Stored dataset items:
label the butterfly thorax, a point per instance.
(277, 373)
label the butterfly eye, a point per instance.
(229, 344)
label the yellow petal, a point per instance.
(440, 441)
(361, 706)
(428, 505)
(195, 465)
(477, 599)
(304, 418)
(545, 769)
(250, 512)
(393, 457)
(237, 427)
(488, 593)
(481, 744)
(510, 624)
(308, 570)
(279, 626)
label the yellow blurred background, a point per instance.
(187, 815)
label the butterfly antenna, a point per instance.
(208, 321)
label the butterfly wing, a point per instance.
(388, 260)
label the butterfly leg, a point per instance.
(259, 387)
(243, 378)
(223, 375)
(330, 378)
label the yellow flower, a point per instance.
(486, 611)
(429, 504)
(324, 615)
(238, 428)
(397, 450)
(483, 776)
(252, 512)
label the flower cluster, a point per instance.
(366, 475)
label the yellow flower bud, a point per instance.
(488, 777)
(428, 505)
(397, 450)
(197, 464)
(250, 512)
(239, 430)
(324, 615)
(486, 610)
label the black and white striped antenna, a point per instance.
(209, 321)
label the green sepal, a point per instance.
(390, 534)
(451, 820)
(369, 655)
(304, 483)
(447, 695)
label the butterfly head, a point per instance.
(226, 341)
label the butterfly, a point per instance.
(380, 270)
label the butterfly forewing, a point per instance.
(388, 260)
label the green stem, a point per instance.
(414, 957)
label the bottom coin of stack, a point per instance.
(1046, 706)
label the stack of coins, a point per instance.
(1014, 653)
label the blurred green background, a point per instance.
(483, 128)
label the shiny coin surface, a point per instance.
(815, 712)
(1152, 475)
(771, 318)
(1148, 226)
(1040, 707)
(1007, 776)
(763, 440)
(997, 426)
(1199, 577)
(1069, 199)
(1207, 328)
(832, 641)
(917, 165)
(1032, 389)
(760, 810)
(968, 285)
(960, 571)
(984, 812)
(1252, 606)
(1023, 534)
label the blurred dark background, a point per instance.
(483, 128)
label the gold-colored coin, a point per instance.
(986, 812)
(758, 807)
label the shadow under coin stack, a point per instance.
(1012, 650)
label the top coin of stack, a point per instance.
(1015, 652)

_TASK TO COMPLETE_
The answer is the line containing "label the black" together with every line after it in the records, repeated exactly and with nothing else.

_ANSWER SPACE_
label the black and white striped antenna, a point per instance.
(209, 321)
label the green sepal, a point per instance.
(390, 534)
(451, 820)
(369, 655)
(304, 483)
(447, 695)
label the butterfly head, a point per instance.
(226, 341)
label the butterfly, a point per instance.
(380, 270)
label the butterfly forewing, a point per instance.
(388, 260)
label the green stem, a point per instance.
(414, 957)
label the bottom coin of stack, a point per instance.
(1046, 706)
label the stack of coins, a point per instance.
(1014, 653)
label the blurred green background, a point per instance.
(483, 128)
label the shiny coin surface, a point per instance.
(815, 712)
(1152, 475)
(771, 318)
(1148, 226)
(1040, 707)
(1007, 776)
(763, 440)
(997, 426)
(1199, 577)
(1069, 199)
(1207, 328)
(832, 641)
(917, 165)
(1032, 389)
(760, 810)
(968, 285)
(960, 571)
(984, 812)
(1252, 606)
(1023, 534)
label the blurred dark background, a point per instance.
(483, 128)
label the gold-colored coin, a point per instance.
(986, 812)
(758, 807)
label the shadow under coin stack, a point per instance.
(1012, 650)
label the top coin of stack, a point per instance.
(1015, 652)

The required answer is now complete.